━━━ Dataset records ━━━

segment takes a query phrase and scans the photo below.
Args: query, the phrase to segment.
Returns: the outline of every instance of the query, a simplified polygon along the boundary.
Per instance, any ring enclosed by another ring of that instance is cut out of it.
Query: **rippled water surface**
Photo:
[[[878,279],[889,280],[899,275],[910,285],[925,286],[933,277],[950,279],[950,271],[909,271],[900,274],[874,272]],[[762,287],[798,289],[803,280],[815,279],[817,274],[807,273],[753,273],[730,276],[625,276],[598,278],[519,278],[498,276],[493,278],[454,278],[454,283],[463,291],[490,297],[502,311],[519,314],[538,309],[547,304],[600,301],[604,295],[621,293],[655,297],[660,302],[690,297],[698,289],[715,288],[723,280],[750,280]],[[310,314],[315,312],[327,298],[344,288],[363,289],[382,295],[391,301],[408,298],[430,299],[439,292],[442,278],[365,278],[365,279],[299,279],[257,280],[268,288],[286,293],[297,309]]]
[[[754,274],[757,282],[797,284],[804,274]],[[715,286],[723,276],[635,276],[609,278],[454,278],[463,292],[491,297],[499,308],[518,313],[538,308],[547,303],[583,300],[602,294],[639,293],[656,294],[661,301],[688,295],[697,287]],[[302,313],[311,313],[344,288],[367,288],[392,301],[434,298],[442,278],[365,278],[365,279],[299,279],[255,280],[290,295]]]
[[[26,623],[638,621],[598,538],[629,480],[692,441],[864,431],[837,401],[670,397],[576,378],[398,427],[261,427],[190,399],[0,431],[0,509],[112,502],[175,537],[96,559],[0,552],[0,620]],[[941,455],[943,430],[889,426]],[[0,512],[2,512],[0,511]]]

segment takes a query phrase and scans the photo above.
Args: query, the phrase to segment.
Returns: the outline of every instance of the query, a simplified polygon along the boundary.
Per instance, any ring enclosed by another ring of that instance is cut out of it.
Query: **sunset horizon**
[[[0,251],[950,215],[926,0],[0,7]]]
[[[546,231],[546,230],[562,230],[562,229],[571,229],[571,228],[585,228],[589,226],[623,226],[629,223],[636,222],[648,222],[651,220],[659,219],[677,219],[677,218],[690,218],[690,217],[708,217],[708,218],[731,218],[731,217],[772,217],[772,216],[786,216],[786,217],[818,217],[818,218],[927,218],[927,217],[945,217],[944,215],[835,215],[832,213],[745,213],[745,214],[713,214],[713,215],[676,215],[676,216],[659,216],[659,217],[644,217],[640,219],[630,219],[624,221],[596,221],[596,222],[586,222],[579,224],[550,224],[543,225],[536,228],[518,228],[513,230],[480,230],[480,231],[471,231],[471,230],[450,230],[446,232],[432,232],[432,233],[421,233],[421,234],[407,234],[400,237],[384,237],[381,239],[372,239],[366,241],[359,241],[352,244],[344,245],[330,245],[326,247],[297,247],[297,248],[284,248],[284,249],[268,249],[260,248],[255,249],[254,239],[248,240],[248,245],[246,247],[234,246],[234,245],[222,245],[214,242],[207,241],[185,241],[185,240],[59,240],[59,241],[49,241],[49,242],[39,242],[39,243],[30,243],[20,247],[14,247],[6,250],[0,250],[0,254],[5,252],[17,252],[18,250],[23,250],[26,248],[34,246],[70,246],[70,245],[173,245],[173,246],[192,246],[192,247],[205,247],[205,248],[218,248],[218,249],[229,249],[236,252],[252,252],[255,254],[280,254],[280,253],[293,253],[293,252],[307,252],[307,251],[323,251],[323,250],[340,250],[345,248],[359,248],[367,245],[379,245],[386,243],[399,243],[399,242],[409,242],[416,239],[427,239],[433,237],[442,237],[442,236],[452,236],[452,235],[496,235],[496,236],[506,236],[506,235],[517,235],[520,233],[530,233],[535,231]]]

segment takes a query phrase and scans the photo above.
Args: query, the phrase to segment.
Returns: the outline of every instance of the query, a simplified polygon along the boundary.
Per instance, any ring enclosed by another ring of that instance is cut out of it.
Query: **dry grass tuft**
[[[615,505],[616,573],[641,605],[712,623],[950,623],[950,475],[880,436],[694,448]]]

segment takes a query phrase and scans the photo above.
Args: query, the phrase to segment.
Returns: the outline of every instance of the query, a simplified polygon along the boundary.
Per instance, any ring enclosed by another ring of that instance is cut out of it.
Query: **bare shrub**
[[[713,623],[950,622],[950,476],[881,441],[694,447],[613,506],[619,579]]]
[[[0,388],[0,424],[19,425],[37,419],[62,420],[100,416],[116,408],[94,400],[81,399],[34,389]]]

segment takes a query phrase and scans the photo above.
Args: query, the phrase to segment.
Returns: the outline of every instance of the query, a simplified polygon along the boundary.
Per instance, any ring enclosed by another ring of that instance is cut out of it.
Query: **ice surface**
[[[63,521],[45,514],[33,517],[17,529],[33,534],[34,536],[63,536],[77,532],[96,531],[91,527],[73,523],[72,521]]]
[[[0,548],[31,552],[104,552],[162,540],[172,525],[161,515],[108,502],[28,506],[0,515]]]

━━━

What is expected
All entries must be duplicated exactly, with none left out.

Result for this task
segment takes a query phrase and scans the photo below.
Args: query, the phrase to segment.
Returns: the outline of every instance of the query, a simplified polygon along the boundary.
Per instance, any ring enclosed by another ring of that instance is cut out of it.
Query: **rippled water surface**
Photo:
[[[878,279],[889,280],[899,275],[910,285],[925,286],[933,277],[950,279],[950,271],[909,271],[900,274],[874,272]],[[762,287],[798,289],[803,280],[815,279],[817,274],[807,273],[753,273],[730,276],[625,276],[598,278],[519,278],[498,276],[493,278],[454,278],[454,283],[463,291],[490,297],[502,311],[519,314],[538,309],[547,304],[600,301],[604,295],[621,293],[655,297],[660,302],[690,297],[698,289],[715,288],[723,280],[750,280]],[[310,314],[315,312],[327,298],[344,288],[363,289],[382,295],[391,301],[408,298],[430,299],[439,292],[442,278],[365,278],[365,279],[299,279],[257,280],[268,288],[286,293],[297,309]]]
[[[754,274],[757,282],[797,284],[804,274]],[[715,286],[723,276],[635,276],[609,278],[454,278],[463,292],[491,297],[499,308],[518,313],[538,308],[547,303],[583,300],[602,294],[639,293],[656,294],[661,301],[688,295],[697,287]],[[302,313],[311,313],[344,288],[367,288],[392,301],[434,298],[442,278],[365,278],[365,279],[299,279],[255,280],[290,295]]]
[[[26,623],[638,621],[598,538],[629,480],[692,441],[864,431],[837,401],[670,397],[576,378],[398,427],[261,427],[190,399],[0,431],[0,509],[112,502],[175,537],[96,559],[0,552],[0,620]],[[941,455],[943,430],[889,426]],[[0,512],[2,512],[0,511]]]

segment takes a query phrase and scans the photo above.
Args: query, the phrase to segment.
Returns: the outline of every instance of the query, a simplified polygon along the boundary.
Per instance, any ring enclosed by another ring of that instance is cut out of it.
Query: **sunset horizon**
[[[0,251],[950,215],[926,0],[0,7]]]
[[[546,231],[546,230],[562,230],[562,229],[571,229],[571,228],[585,228],[589,226],[623,226],[629,223],[636,222],[648,222],[651,220],[659,219],[677,219],[677,218],[690,218],[690,217],[708,217],[708,218],[731,218],[731,217],[772,217],[772,216],[786,216],[786,217],[818,217],[818,218],[927,218],[927,217],[945,217],[944,215],[835,215],[832,213],[745,213],[745,214],[713,214],[713,215],[676,215],[676,216],[659,216],[659,217],[644,217],[640,219],[630,219],[624,221],[596,221],[596,222],[586,222],[579,224],[550,224],[543,225],[536,228],[518,228],[513,230],[480,230],[480,231],[471,231],[471,230],[450,230],[446,232],[432,232],[432,233],[421,233],[421,234],[407,234],[400,237],[384,237],[381,239],[372,239],[366,241],[359,241],[352,244],[344,245],[330,245],[326,247],[297,247],[297,248],[284,248],[284,249],[268,249],[260,248],[255,249],[254,239],[248,240],[248,245],[246,247],[234,246],[234,245],[222,245],[214,242],[207,241],[185,241],[185,240],[59,240],[59,241],[49,241],[49,242],[39,242],[39,243],[30,243],[20,247],[14,247],[6,250],[0,250],[0,254],[5,252],[17,252],[18,250],[23,250],[26,248],[34,246],[70,246],[70,245],[173,245],[173,246],[192,246],[192,247],[205,247],[205,248],[218,248],[218,249],[229,249],[236,252],[252,252],[255,254],[280,254],[280,253],[293,253],[293,252],[307,252],[307,251],[323,251],[323,250],[340,250],[345,248],[359,248],[367,245],[379,245],[386,243],[399,243],[399,242],[409,242],[416,239],[427,239],[433,237],[442,237],[442,236],[452,236],[452,235],[496,235],[496,236],[506,236],[506,235],[517,235],[520,233],[530,233],[535,231]]]

segment takes a query phrase and scans the photo above.
Args: query, the phrase to segment.
Returns: the outline of every instance of the query, a simplified polygon along the boundary.
Per instance, any ring enclosed by another ring of that instance is cut out of it.
Query: **dry grass tuft**
[[[615,505],[616,573],[641,605],[712,623],[950,623],[950,475],[880,436],[694,448]]]

segment takes a query phrase and scans the photo above.
Args: query, the phrase to segment.
Returns: the outline of every instance of the query, a simplified polygon along the boundary.
Per instance, any ring enclosed by another ring of that instance is cut out of it.
Query: **bare shrub**
[[[713,623],[950,622],[950,476],[881,441],[694,447],[613,506],[619,579]]]
[[[0,388],[0,424],[19,425],[37,419],[62,420],[100,416],[116,408],[94,400],[81,399],[34,389]]]

segment takes a query phrase and scans the photo above.
Args: query, the phrase to segment.
Returns: the outline of every instance of the query, a simplified polygon along the boundary.
Per instance, any ring enclosed by another ring of that instance is cut out of it.
Query: **ice surface**
[[[63,521],[45,514],[33,517],[17,529],[33,534],[34,536],[63,536],[77,532],[96,531],[91,527],[73,523],[72,521]]]
[[[0,548],[31,552],[104,552],[162,540],[172,525],[161,515],[108,502],[28,506],[0,515]]]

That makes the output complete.